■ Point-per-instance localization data

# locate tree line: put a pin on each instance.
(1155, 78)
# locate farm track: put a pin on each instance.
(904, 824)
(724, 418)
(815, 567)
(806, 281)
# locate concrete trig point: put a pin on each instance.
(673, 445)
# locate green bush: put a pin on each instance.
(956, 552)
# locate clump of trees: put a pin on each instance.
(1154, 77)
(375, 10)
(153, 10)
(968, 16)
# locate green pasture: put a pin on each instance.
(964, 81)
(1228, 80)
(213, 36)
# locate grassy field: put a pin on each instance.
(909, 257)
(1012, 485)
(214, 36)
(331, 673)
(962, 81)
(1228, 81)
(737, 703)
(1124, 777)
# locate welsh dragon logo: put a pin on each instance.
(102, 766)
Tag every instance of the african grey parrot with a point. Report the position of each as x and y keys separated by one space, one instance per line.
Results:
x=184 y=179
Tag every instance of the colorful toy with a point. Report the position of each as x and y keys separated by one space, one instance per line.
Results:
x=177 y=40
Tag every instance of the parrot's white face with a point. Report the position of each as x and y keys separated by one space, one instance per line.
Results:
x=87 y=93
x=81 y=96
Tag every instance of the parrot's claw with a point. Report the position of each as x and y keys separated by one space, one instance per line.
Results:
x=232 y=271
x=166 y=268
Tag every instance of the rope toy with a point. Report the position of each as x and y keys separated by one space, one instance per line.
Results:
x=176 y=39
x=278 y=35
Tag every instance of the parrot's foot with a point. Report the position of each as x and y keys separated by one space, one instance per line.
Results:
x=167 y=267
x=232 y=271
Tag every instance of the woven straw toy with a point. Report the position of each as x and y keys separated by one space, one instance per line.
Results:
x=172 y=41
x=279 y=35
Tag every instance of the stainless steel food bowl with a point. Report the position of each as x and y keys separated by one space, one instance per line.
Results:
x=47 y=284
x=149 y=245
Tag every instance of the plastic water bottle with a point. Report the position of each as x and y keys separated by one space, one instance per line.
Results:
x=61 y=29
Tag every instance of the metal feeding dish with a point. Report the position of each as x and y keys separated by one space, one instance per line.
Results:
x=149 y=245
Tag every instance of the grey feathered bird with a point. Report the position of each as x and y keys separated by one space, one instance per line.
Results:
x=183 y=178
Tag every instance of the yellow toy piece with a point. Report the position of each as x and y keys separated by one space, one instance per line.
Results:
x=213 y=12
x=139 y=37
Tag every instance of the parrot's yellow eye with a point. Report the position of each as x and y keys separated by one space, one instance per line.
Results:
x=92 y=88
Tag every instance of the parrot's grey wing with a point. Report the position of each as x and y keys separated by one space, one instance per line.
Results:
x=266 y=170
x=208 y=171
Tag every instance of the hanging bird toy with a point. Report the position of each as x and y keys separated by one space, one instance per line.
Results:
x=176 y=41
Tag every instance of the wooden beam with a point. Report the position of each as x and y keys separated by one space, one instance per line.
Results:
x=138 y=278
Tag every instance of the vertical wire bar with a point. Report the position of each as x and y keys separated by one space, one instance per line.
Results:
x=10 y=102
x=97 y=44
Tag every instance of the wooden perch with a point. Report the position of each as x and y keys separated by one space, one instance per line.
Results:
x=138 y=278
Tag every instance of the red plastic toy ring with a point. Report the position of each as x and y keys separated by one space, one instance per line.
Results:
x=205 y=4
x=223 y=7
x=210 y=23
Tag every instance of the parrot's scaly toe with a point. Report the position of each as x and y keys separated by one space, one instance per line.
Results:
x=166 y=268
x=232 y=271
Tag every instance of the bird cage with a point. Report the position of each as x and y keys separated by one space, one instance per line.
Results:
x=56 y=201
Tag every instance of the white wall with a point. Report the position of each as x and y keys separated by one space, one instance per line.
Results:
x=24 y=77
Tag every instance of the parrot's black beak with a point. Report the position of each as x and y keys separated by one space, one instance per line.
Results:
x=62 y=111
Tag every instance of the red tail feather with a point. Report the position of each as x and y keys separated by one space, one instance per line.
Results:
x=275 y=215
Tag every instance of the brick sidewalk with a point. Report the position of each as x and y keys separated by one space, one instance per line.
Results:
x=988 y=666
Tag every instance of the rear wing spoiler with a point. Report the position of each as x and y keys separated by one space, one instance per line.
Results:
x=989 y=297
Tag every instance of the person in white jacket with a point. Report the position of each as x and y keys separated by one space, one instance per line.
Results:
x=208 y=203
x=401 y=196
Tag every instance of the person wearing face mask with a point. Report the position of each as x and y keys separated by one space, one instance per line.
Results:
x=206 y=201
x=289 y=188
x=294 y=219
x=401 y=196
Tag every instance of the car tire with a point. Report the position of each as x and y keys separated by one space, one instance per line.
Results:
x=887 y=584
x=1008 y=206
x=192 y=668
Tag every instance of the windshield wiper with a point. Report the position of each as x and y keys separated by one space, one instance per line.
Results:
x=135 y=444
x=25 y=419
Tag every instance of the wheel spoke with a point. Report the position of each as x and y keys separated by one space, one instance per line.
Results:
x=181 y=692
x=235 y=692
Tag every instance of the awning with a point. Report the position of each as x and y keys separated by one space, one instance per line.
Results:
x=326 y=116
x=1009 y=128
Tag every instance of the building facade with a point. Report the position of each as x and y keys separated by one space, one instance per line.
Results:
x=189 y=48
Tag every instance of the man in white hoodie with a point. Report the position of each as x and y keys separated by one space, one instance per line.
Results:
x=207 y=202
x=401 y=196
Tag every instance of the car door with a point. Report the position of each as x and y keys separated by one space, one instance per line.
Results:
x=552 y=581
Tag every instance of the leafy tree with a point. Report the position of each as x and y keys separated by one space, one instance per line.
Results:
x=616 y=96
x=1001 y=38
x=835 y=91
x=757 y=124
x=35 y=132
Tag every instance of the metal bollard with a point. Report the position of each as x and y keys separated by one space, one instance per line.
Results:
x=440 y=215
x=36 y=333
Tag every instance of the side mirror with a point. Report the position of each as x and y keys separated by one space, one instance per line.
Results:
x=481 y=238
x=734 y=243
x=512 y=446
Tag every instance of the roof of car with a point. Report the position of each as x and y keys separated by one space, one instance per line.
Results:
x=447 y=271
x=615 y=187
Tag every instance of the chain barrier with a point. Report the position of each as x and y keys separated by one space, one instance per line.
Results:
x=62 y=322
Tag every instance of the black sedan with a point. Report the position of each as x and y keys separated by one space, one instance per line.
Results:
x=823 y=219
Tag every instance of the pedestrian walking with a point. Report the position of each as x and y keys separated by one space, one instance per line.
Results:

■ Task objective
Each entry should be retyped exactly as given.

■ Your response
# locate tree line: put a pin on each instance.
(1155, 78)
# locate farm track: put a pin on each instance.
(904, 824)
(724, 418)
(815, 567)
(806, 281)
# locate concrete trig point: put a pin on each instance.
(673, 445)
# locate green bush: put a pin on each instance.
(956, 552)
# locate clump of trees: put a pin on each instance.
(1154, 77)
(375, 10)
(153, 10)
(968, 16)
# locate green pasture: put a pin on each instance.
(964, 81)
(1228, 80)
(213, 36)
# locate grassy field: put a pin on each instance.
(909, 257)
(1012, 485)
(214, 36)
(331, 673)
(962, 81)
(1228, 81)
(737, 703)
(1124, 777)
# locate welsh dragon logo: put a pin on each instance.
(102, 766)
Tag every instance of the african grey parrot with a point. Report the position of each as x and y keys separated by one space, one instance per line.
Results:
x=184 y=179
Tag every instance of the colorful toy with a point. Report the position of each as x and y keys separated by one space, one instance per line.
Results:
x=177 y=40
Tag every instance of the parrot's white face with a point. Report the position of each as x and y keys separated by one space, one instance per line.
Results:
x=87 y=93
x=81 y=96
Tag every instance of the parrot's claw with a point. Report the position of each as x and y keys separated by one space, one instance per line.
Results:
x=232 y=271
x=166 y=268
Tag every instance of the rope toy with a point. Report the position of each as x and y keys separated by one space, one instance per line.
Results:
x=176 y=39
x=278 y=35
Tag every instance of the parrot's foot with a point. Report the position of each as x and y keys separated by one space, one instance per line.
Results:
x=167 y=267
x=232 y=271
Tag every instance of the woven straw toy with a point. Report the position of each as x and y keys separated by one space, one instance per line.
Results:
x=172 y=41
x=279 y=35
Tag every instance of the stainless steel food bowl with a point. Report the position of each as x and y keys separated by one space, one instance per line.
Results:
x=47 y=284
x=149 y=245
Tag every instance of the plastic water bottle with a point. Report the position of each as x and y keys separated by one space, one instance per line.
Results:
x=61 y=29
Tag every instance of the metal feeding dish with a point. Report the position of each as x and y keys separated by one space, one instance per line.
Results:
x=149 y=245
Tag every instance of the grey feathered bird with a point. Report the position of each as x and y keys separated by one space, one instance per line.
Results:
x=183 y=178
Tag every instance of the yellow toy piece with a point. Report the position of each as x and y keys separated by one space, one instance per line.
Results:
x=213 y=12
x=139 y=37
Tag every instance of the parrot's yellow eye with a point. Report the position of each as x and y keys separated by one space, one instance per line.
Results:
x=92 y=88
Tag every instance of the parrot's grey wing with a point. Report the position of each as x and y keys separated by one space, one instance per line.
Results:
x=266 y=170
x=208 y=171
Tag every instance of the hanging bird toy with a point. Report the position of each as x and y keys separated by one space, one instance per line.
Results:
x=176 y=41
Tag every instance of the wooden beam with a point. Report the position of each as x and y keys separated by one space, one instance per line.
Results:
x=138 y=278
Tag every instance of the vertical wire bar with a point. Report the position of each as x and y keys separated by one space, one instance per line.
Results:
x=10 y=102
x=97 y=44
Tag every instance of the wooden perch with a point. Report the position of each as x and y keys separated by one space, one instance per line.
Results:
x=138 y=278
Tag every instance of the red plastic toy ring with a point. Report the position of each as x and y keys separated by one space, one instance per line.
Results:
x=205 y=4
x=223 y=7
x=210 y=23
Tag every instance of the parrot's scaly toe with a point. Report the position of each as x and y keys separated by one space, one instance per line.
Results:
x=166 y=268
x=232 y=271
Tag every instance of the bird cage with a point. Report the position of each as x and y keys separated by one space, one instance per line.
Results:
x=56 y=201
Tag every instance of the white wall with a point. Report the position of each as x and y keys separated by one space, one instance per line.
Results:
x=24 y=77
Tag every instance of the parrot's black beak with a point. Report the position of each as x and y keys separated by one space, one instance per line.
Results:
x=62 y=111
Tag every instance of the red tail feather with a point. Report the position of each as x and y keys separated by one space, one instance per line.
Results:
x=275 y=215
Tag every instance of the brick sidewalk with a point. Report the position of each as x and y keys separated by one space, one instance per line.
Results:
x=988 y=666
Tag every instance of the rear wing spoiler with a point. Report the position of each as x and y keys separated by one space, one instance per line.
Results:
x=989 y=297
Tag every instance of the person in white jacket with a point. Report the position of each as x and y keys separated by one space, one instance per line.
Results:
x=208 y=203
x=401 y=196
Tag every instance of the person wearing face mask with a point. Report the position of each as x and y keys separated by one space, one instance per line.
Results:
x=206 y=201
x=289 y=188
x=294 y=219
x=401 y=196
Tag every instance of the car tire with a point. Report the position of each as x and y keys separated by one space, one instance per line.
Results:
x=887 y=584
x=1008 y=206
x=192 y=668
Tag every instance of the windshield wiper with a point. Report the position of each as x and y keys separated by one space, one instance per line.
Results:
x=135 y=444
x=25 y=419
Tag every instance of the wheel spoke with a point. Report the position of each as x and y keys separated by one space, one instance per line.
Results:
x=181 y=692
x=235 y=692
Tag every instance of the awning with a point. Report the position of each as x and y keys separated by one space, one instance per line.
Results:
x=326 y=116
x=1009 y=128
Tag every instance of the building facade with a point. Report the position of each as x and y keys separated by one space, one instance per line.
Results:
x=189 y=48
Tag every instance of the man in white hoodie with a point. Report the position of each as x and y keys separated by one space, one instance per line.
Results:
x=207 y=202
x=401 y=196
Tag every instance of the car door with a point. Report the position of each as x and y keys separated by one space, one instance per line.
Results:
x=552 y=581
Tag every instance of the leafy tree with a point. Report the position of each as x and y keys separated by one space, one instance per line.
Results:
x=616 y=96
x=1001 y=38
x=835 y=91
x=757 y=124
x=35 y=132
Tag every instance of the metal bollard with a point. Report the position of each as x and y keys separated by one space, one instance per line.
Results:
x=440 y=215
x=36 y=333
Tag every instance of the side mirror with a point. Report the position of each as x and y keys separated by one space, one instance per line.
Results:
x=481 y=238
x=734 y=243
x=512 y=446
Tag every instance of the roof of car with a point. Report the position of each as x and y keys separated by one space, one instance per line.
Results:
x=447 y=271
x=615 y=187
Tag every instance of the chain barrier with a point. Report the position of each as x and y keys separated by one space, one instance per line.
Results:
x=62 y=322
Tag every instance of the black sedan with a point. Report the position of each as x and y keys separated by one space, one instance per line.
Results:
x=823 y=219
Tag every instance of the pedestrian walking with a point. Report the position of each as x and y keys separated by one space, one instance per line.
Results:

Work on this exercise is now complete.